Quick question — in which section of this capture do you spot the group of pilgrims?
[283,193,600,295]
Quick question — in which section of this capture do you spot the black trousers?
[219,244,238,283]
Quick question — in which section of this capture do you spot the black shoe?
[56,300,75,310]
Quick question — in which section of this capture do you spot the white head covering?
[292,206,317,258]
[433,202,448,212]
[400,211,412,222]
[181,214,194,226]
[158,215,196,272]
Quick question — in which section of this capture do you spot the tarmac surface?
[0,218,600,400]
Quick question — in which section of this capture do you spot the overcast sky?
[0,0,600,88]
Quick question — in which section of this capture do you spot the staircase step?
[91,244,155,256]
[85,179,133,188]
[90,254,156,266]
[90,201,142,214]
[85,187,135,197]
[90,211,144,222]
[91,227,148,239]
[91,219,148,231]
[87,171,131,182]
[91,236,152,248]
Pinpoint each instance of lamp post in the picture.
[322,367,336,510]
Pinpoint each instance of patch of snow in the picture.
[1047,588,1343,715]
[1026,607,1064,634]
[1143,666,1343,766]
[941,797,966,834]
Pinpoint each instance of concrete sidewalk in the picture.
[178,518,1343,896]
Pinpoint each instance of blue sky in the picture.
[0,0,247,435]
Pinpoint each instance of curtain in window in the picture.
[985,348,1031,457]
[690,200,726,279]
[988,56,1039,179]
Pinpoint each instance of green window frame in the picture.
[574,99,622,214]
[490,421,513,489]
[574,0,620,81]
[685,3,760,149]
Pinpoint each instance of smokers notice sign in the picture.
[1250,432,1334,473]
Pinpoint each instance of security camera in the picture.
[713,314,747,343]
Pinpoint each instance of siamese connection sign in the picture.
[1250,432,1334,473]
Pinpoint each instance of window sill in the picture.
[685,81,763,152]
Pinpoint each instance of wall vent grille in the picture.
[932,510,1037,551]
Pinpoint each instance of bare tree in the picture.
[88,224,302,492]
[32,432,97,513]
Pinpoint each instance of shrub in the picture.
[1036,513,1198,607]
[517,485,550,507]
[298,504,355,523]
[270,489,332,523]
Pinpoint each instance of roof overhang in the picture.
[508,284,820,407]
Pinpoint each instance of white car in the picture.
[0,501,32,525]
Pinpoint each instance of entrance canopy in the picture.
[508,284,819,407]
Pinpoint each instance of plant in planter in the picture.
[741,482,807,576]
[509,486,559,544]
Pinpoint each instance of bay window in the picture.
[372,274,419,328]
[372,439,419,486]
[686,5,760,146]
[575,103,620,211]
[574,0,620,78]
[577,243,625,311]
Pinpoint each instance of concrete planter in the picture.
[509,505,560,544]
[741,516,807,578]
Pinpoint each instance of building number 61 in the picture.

-*-

Exercise: Please arrange all the lines above as a numbered list, omitting any blank lines.

Result for this exercise:
1. Quick question — in which section of this capture do you spot the group of pilgrims?
2. [283,193,600,295]
3. Quick question — in which section of this capture do you spot the black trousers?
4. [219,244,238,283]
5. Quick question — in which section of this capture do you spot the black shoe?
6. [56,300,75,310]
7. Quick question — in which section of this capture do you spot the white head covering?
8. [292,206,317,258]
9. [433,202,448,212]
10. [400,211,412,222]
11. [181,214,194,226]
12. [158,215,196,272]
13. Quick question — in which section of this capture do you spot the tarmac surface?
14. [0,218,600,400]
15. Quick question — in which section of this capture do you spot the overcast sky?
16. [0,0,600,88]
17. Quick question — in which section of this capture do you spot the staircase step?
18. [91,244,155,256]
19. [85,179,133,188]
20. [90,254,156,266]
21. [90,201,142,214]
22. [85,187,135,197]
23. [90,211,144,222]
24. [91,227,148,239]
25. [91,219,148,231]
26. [87,171,131,182]
27. [91,236,152,248]
28. Pinpoint each instance of lamp post in the picture.
29. [322,367,336,510]
30. Pinpoint each instance of patch of snow in the picture.
31. [1047,588,1343,715]
32. [1026,607,1064,634]
33. [1143,666,1343,766]
34. [941,797,966,834]
35. Pinpoint each instance of concrete sidewalk in the picture.
36. [178,518,1343,896]
37. Pinpoint each instance of blue sky in the picture.
38. [0,0,247,435]
39. Pinpoint each instance of curtain in window in the picture.
40. [985,348,1031,457]
41. [690,200,726,279]
42. [988,56,1039,179]
43. Pinpoint each instance of green window frame in the picture.
44. [574,99,622,214]
45. [490,421,513,489]
46. [574,0,620,81]
47. [685,3,760,149]
48. Pinpoint each instance of smokers notice sign in the picture.
49. [1250,432,1334,473]
50. Pinpoint each instance of security camera in the picture.
51. [713,314,747,343]
52. Pinpoint each instance of siamese connection sign in the picture.
53. [1250,432,1334,473]
54. Pinpoint each instance of window sill in the picture.
55. [685,81,763,152]
56. Pinpoint each instance of wall vent grille in the picture.
57. [932,510,1037,551]
58. Pinpoint each instance of bare tree in the picture.
59. [88,224,302,492]
60. [32,432,97,513]
61. Pinpoint each instance of shrub in the picture.
62. [1036,513,1198,607]
63. [517,485,550,507]
64. [298,504,355,523]
65. [270,489,332,523]
66. Pinpoint each instance of roof overhang in the picture.
67. [508,284,820,407]
68. Pinpoint each instance of white car in the picture.
69. [0,501,32,525]
70. Pinpoint each instance of entrance canopy in the picture.
71. [508,284,819,407]
72. Pinpoint each instance of plant in planter in the picture.
73. [741,482,807,576]
74. [509,486,559,544]
75. Pinpoint each instance of bay window in the picture.
76. [372,274,419,328]
77. [372,439,419,486]
78. [686,5,760,146]
79. [575,103,620,211]
80. [574,0,620,78]
81. [577,243,625,311]
82. Pinpoint each instance of concrete planter in the picture.
83. [509,505,560,544]
84. [741,516,807,578]
85. Pinpoint each instance of building number 61 in the picture.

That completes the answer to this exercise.